* [Stored entries]:

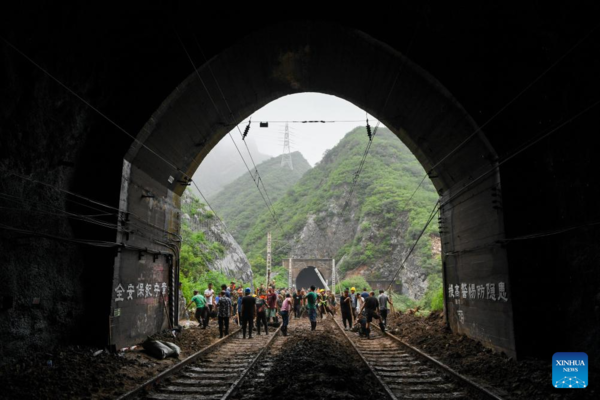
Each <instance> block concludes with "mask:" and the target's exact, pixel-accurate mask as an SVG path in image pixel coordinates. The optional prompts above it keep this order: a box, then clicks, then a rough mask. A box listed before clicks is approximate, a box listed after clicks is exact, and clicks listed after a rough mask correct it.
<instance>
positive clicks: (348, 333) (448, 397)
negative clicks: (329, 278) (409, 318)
mask: <svg viewBox="0 0 600 400" xmlns="http://www.w3.org/2000/svg"><path fill="white" fill-rule="evenodd" d="M335 322H336V324H337V326H338V328H339V329H340V330H342V331H343V328H342V327H341V325H340V323H339V322H338V321H337V320H336V321H335ZM373 325H375V324H373ZM343 332H344V335H345V336H346V338H347V339H348V340H349V341H350V342H351V343H352V345H353V346H354V348H355V349H356V351H357V352H358V353H359V354H360V355H361V357H362V358H363V360H364V361H365V363H366V364H367V365H368V366H369V368H370V369H371V371H372V372H373V374H375V376H376V377H377V378H378V379H379V381H380V383H381V384H382V385H383V386H384V387H385V389H386V391H387V392H388V395H389V396H390V398H392V399H394V400H395V399H495V400H501V398H500V397H498V396H497V395H495V394H494V393H492V392H490V391H489V390H487V389H485V388H483V387H481V386H479V385H477V384H476V383H474V382H472V381H471V380H469V379H468V378H466V377H464V376H462V375H460V374H459V373H457V372H455V371H453V370H451V369H450V368H449V367H447V366H445V365H443V364H442V363H440V362H439V361H437V360H434V359H432V358H431V357H429V356H427V355H426V354H424V353H422V352H420V351H419V350H417V349H415V348H413V347H411V346H409V345H407V344H406V343H404V342H403V341H402V340H400V339H399V338H397V337H395V336H393V335H391V334H389V333H383V332H381V330H379V329H378V328H377V329H372V330H371V339H365V338H360V337H359V336H358V334H356V333H352V332H350V333H348V332H346V331H343Z"/></svg>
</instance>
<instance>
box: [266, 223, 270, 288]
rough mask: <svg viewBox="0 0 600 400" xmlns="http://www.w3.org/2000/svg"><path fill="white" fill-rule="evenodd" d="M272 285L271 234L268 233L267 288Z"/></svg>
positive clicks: (267, 252)
mask: <svg viewBox="0 0 600 400" xmlns="http://www.w3.org/2000/svg"><path fill="white" fill-rule="evenodd" d="M270 283H271V232H268V233H267V287H269V284H270Z"/></svg>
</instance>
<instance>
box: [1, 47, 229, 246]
mask: <svg viewBox="0 0 600 400" xmlns="http://www.w3.org/2000/svg"><path fill="white" fill-rule="evenodd" d="M0 39H2V41H3V42H4V43H6V45H7V46H9V47H10V48H12V49H13V50H14V51H16V52H17V53H18V54H19V55H21V56H22V57H23V58H25V59H26V60H27V61H29V62H30V63H31V64H32V65H33V66H35V67H36V68H37V69H39V70H40V71H42V72H43V73H44V74H45V75H46V76H48V77H49V78H50V79H52V80H53V81H54V82H56V83H57V84H58V85H60V86H61V87H62V88H63V89H65V90H66V91H67V92H69V93H70V94H71V95H73V96H74V97H75V98H76V99H78V100H79V101H81V102H82V103H83V104H85V105H86V106H87V107H89V108H90V109H91V110H93V111H94V112H96V113H97V114H98V115H100V116H101V117H102V118H103V119H105V120H106V121H108V122H109V123H110V124H112V125H113V126H115V127H116V128H117V130H118V131H119V132H121V133H123V134H125V135H126V136H128V137H129V138H131V139H133V141H134V143H136V144H137V145H139V146H141V147H143V148H145V149H146V150H148V151H149V152H150V153H151V154H153V155H154V156H155V157H157V158H159V159H160V160H162V161H163V162H165V163H166V164H167V165H168V166H169V167H171V168H173V169H174V170H175V171H177V172H178V173H180V174H181V175H182V177H183V178H184V179H186V180H187V182H192V183H193V184H194V186H196V189H197V190H198V192H199V193H200V195H201V196H202V198H203V199H204V200H205V201H206V203H207V206H208V207H209V208H210V209H211V211H212V212H213V213H214V215H215V216H216V217H217V218H218V219H219V221H221V223H223V221H222V219H221V218H220V217H219V215H218V214H217V212H216V211H215V210H214V209H213V208H212V207H211V206H210V204H209V203H208V201H207V200H206V197H204V195H203V194H202V192H201V190H200V188H198V186H197V185H196V183H195V182H193V181H192V177H191V176H189V175H188V174H187V173H185V172H184V171H183V170H182V169H181V168H179V167H178V166H177V165H175V163H173V162H171V161H169V160H168V159H167V158H166V157H164V156H162V155H160V154H159V153H158V152H157V151H155V150H153V149H152V148H150V147H149V146H148V145H147V144H145V143H143V142H142V141H140V140H139V139H137V138H136V137H135V136H134V135H132V134H131V133H129V132H128V131H127V130H126V129H125V128H123V127H121V126H120V125H119V124H117V123H116V122H115V121H113V120H112V119H111V118H109V117H108V116H107V115H106V114H104V113H103V112H101V111H100V110H99V109H98V108H96V107H94V106H93V105H92V104H91V103H90V102H88V101H87V100H85V99H84V98H83V97H81V96H80V95H79V94H78V93H77V92H75V91H74V90H73V89H71V88H70V87H69V86H67V85H66V84H65V83H63V82H62V81H61V80H60V79H58V78H56V77H55V76H54V75H53V74H51V73H50V72H49V71H48V70H46V69H45V68H43V67H42V66H41V65H40V64H38V63H37V62H35V61H34V60H33V59H32V58H31V57H29V56H28V55H27V54H25V53H24V52H23V51H21V50H20V49H19V48H17V47H16V46H15V45H14V44H12V43H11V42H9V41H8V40H7V39H5V38H4V37H2V36H0ZM10 175H13V176H16V177H19V178H21V179H26V180H29V181H31V182H34V183H37V184H40V185H45V186H48V187H53V188H55V189H56V190H59V191H61V192H63V193H66V194H69V195H71V196H74V197H76V198H79V199H82V200H85V201H88V202H90V203H92V204H95V205H99V206H102V207H106V208H108V209H110V210H114V211H117V212H121V210H120V209H118V208H116V207H113V206H111V205H108V204H105V203H102V202H100V201H97V200H94V199H91V198H89V197H86V196H83V195H80V194H77V193H74V192H72V191H69V190H66V189H62V188H59V187H57V186H55V185H51V184H48V183H45V182H41V181H38V180H34V179H32V178H28V177H25V176H22V175H19V174H16V173H11V174H10ZM67 200H69V199H67ZM79 204H80V205H81V206H84V207H88V208H91V206H86V205H84V204H81V203H79ZM96 210H98V209H96ZM99 211H100V210H99ZM125 214H127V215H134V214H132V213H131V212H125ZM115 215H116V216H119V214H116V213H115ZM136 218H137V219H138V220H139V221H140V222H143V223H145V224H147V225H150V226H153V227H154V228H156V229H160V230H162V231H165V230H163V229H162V228H159V227H155V226H154V225H152V224H150V223H148V222H146V221H144V220H143V219H142V218H139V217H137V216H136ZM165 232H168V231H165ZM168 233H169V234H172V235H175V236H178V235H176V234H175V233H173V232H168Z"/></svg>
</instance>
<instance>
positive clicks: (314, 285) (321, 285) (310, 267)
mask: <svg viewBox="0 0 600 400" xmlns="http://www.w3.org/2000/svg"><path fill="white" fill-rule="evenodd" d="M316 269H317V268H316V267H313V266H308V267H306V268H303V269H302V270H301V271H300V273H298V276H297V277H296V281H295V282H294V283H295V285H296V288H305V289H308V288H310V286H311V285H314V286H315V287H323V284H322V283H321V280H320V279H319V276H318V275H317V273H316V271H315V270H316Z"/></svg>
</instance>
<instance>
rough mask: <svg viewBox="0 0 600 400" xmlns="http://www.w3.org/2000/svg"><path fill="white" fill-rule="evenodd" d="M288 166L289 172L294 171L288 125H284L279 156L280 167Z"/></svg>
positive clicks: (289, 133)
mask: <svg viewBox="0 0 600 400" xmlns="http://www.w3.org/2000/svg"><path fill="white" fill-rule="evenodd" d="M284 165H288V166H289V167H290V169H291V170H293V169H294V165H293V164H292V151H291V150H290V128H289V126H288V123H287V122H286V123H285V133H284V137H283V153H282V154H281V166H282V167H283V166H284Z"/></svg>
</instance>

* [Task goal]: Which lines in the records contain the word "positive"? Copy each of them.

* [Task response]:
positive clicks: (348, 333) (448, 397)
positive clicks: (267, 252)
positive clicks: (314, 285) (321, 285) (310, 267)
positive clicks: (289, 133)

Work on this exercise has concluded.